Work order 1:
Duplicate everything in the transcript on treating low-risk inflammatory bowel disease from "Transcript: Miguel Regueiro, MD: Let's" down to "mild Crohn disease?".
Work order 2:
Render this sentence from the inflammatory bowel disease transcript in Spanish: "It is important to remember that these patients do exist."
Work order 3:
Resume the transcript on treating low-risk inflammatory bowel disease after its final sentence.

Study text:
###
Treating a Low-Risk Inflammatory Bowel Disease

Video

Transcript: Miguel Regueiro, MD: Let's shift a little bit to treatment, as far as how you approach treatment both from a medical standpoint and then, ultimately, how we look at surgery. Jessica, we don't talk a lot about the milder end, but tell us a little bit about your approach, especially for the community physicians not at tertiary centers. How do you approach mild UC [ulcerative colitis] and mild Crohn disease?

Jessica R. Allegretti, MD, MPH: It is important to remember that these patients do exist. We tend to focus a lot on the severe, very sick patients, but there are going to be patients who have mild disease, who are at low risk for complications. Using some of the tools we've already discussed to identify who is truly low risk versus not is important up front when you're assessing the patient. For patients with ulcerative colitis mild disease, there may still be a role for both oral and rectal 5-ASA [aminosalicylate] therapy to both induce and maintain remission.
###
Data records:
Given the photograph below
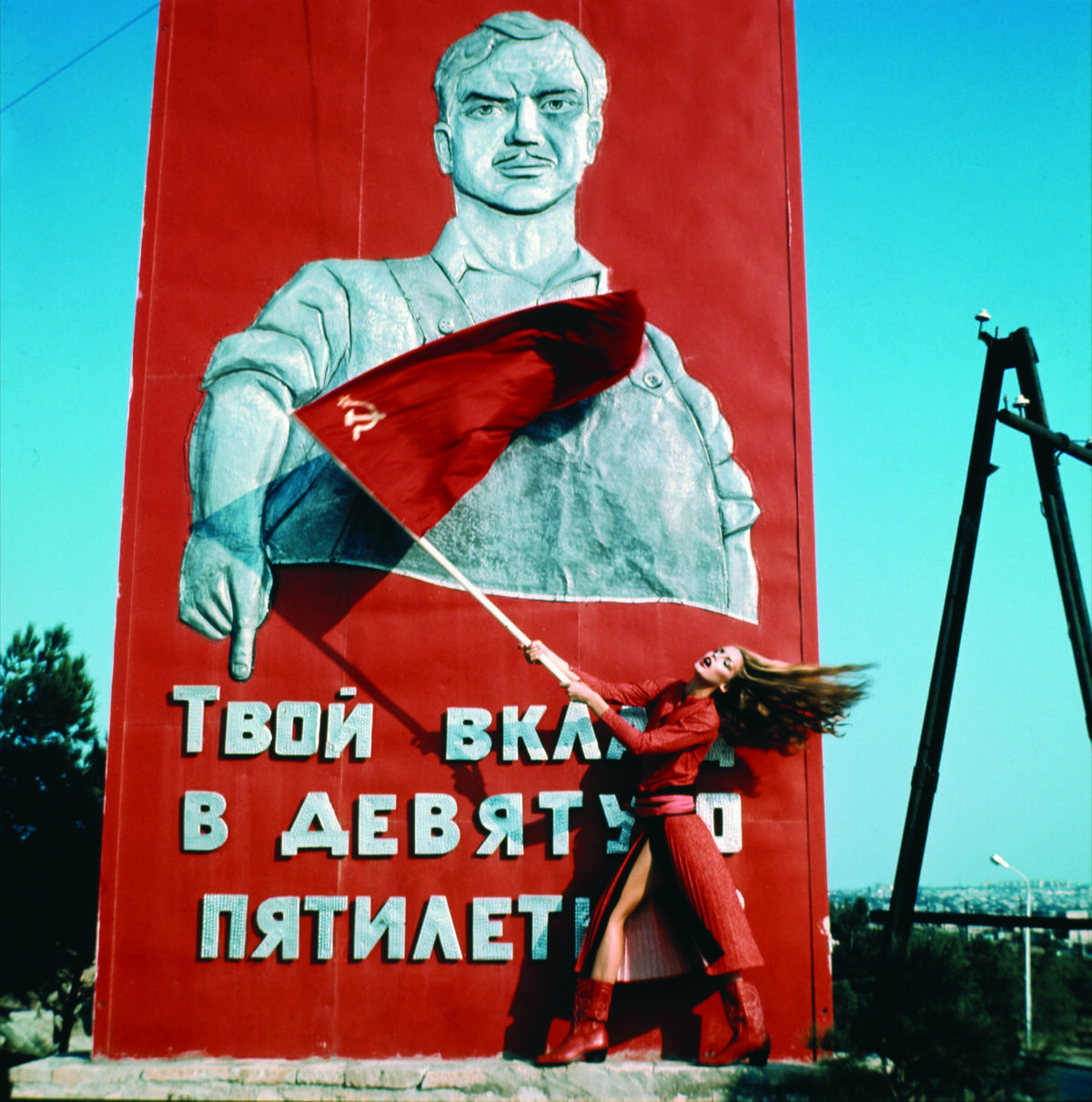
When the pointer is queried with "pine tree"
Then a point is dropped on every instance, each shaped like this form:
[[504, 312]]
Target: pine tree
[[52, 766]]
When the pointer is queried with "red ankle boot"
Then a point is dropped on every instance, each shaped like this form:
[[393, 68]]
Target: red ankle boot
[[588, 1038], [743, 1011]]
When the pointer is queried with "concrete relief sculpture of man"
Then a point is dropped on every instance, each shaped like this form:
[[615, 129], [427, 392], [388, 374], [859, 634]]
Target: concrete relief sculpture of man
[[632, 496]]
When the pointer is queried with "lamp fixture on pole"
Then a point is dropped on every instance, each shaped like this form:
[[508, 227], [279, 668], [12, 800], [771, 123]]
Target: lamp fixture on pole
[[998, 860]]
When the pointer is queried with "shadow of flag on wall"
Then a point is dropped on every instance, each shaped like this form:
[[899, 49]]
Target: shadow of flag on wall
[[420, 431]]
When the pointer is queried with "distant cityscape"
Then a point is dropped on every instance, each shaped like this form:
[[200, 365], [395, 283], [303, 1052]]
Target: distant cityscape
[[993, 897], [1049, 899]]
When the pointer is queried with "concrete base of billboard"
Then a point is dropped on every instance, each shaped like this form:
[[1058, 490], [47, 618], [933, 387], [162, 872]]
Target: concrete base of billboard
[[424, 1079]]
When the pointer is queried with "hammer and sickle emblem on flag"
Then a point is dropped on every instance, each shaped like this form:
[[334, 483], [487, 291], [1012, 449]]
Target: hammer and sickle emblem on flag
[[359, 422]]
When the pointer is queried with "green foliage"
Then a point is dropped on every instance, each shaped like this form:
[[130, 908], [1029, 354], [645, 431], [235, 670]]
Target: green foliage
[[52, 765], [956, 1027]]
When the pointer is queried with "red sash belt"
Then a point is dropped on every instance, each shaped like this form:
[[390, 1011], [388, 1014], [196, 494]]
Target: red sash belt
[[652, 804]]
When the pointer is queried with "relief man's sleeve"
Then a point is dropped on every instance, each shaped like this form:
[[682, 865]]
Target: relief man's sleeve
[[735, 497]]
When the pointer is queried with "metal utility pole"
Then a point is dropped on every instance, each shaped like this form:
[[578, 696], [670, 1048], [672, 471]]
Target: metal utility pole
[[1015, 350]]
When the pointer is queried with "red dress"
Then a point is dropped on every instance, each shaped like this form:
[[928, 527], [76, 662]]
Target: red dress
[[699, 899]]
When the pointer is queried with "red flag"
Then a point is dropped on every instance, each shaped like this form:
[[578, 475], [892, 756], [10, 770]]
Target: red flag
[[419, 431]]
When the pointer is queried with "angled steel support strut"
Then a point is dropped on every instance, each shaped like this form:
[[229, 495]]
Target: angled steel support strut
[[1015, 350], [1044, 447]]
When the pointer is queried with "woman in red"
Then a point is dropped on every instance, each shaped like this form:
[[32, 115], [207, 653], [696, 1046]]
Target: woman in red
[[755, 703]]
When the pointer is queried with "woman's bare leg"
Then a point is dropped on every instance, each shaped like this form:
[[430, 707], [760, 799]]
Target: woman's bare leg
[[642, 881]]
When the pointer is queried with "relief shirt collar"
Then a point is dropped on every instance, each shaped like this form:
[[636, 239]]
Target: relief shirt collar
[[458, 255]]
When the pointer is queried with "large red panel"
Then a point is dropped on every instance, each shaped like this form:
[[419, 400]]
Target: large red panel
[[288, 132]]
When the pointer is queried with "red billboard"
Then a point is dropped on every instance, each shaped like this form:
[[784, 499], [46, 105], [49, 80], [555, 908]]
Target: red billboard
[[344, 814]]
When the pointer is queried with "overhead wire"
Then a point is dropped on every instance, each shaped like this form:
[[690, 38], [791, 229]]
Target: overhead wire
[[78, 57]]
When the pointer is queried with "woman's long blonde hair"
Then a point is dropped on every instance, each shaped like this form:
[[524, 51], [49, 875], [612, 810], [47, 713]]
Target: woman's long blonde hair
[[774, 705]]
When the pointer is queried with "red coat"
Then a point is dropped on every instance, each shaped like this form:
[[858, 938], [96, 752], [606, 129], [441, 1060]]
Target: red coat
[[699, 905]]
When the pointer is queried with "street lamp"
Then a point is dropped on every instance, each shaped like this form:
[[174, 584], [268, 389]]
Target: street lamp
[[998, 860]]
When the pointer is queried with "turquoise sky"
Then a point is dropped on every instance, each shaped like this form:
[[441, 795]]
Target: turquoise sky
[[946, 167]]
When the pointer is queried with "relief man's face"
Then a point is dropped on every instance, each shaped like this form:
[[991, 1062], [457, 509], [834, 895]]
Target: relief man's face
[[518, 136]]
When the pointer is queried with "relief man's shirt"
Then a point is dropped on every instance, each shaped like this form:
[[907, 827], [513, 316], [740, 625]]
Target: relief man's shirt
[[632, 495]]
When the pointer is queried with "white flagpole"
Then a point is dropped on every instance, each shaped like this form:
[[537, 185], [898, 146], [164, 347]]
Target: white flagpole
[[563, 677], [523, 638]]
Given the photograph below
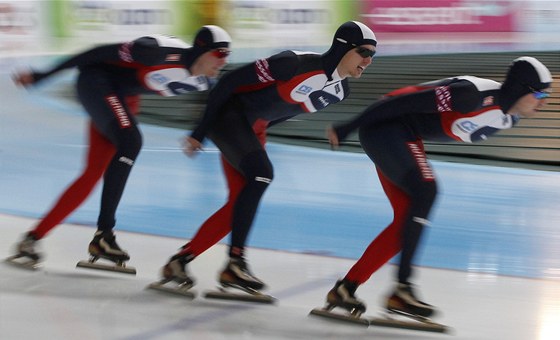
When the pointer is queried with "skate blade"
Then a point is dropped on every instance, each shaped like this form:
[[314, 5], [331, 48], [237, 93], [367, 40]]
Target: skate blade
###
Exercise result 1:
Transcript: Miguel Regueiro, MD: Let's shift a little bit to treatment, as far as how you approach treatment both from a medical standpoint and then, ultimately, how we look at surgery. Jessica, we don't talk a lot about the milder end, but tell us a little bit about your approach, especially for the community physicians not at tertiary centers. How do you approach mild UC [ulcerative colitis] and mild Crohn disease?

Exercise result 2:
Es importante recordar que estos pacientes sí existen.

Exercise result 3:
You can use oral or rectal budesonide. In your patients with Crohn disease, especially those with mild isolated ileal disease, you could think about budesonide, of course, as well. The biggest take-home point with these types of patients, though, is if you feel very comfortable that they're low risk, that's fine, but you still need to perform everything we've been discussing as you would for your high-risk patients: with a treat-to-target metric. You don't just want to put the patient on a 5-ASA [aminosalicylate] regimen and send them on their way, and then a year later, they've been on, say, prednisone 3 or 4 times. That’s not a low-risk patient. Still assessing these patients, especially up front, to ensure that you induced remission and you are maintaining appropriately is critical because a lot of these patients, especially those with isolated rectal disease, often get put into a low-risk box, and they’re continually on rectal steroids or courses of steroids because people don’t want to advance those patients to biologics because their disease is somewhat more limited. Those patients can have severe disease too, and it can have bad outcomes. Following those patients just as closely as you would any other with a treat-to-target metric is important.

Miguel Regueiro, MD: You brought up a good point with ulcerative colitis. The way I look at ulcerative colitis is this: it’s almost 2 flavors, and I don’t want to simplify it, because it’s multiple diseases. But the first half is those who respond quite well to 5-ASA [aminosalicylate] and don't seem to progress, and then the other half for whom [aminosalicylate] is not enough, and you do need to monitor and see early that these patients are responding. Then, Crohn disease is a little bit trickier. Three-quarters, two-thirds probably need some type of a biologic, immunologic therapy from the start. There are patients in the community who are milder, so these are people who maybe aren't referred to us in tertiary centers. For the majority of the patients, they have these high-risk factors, Jessica, that you already mentioned.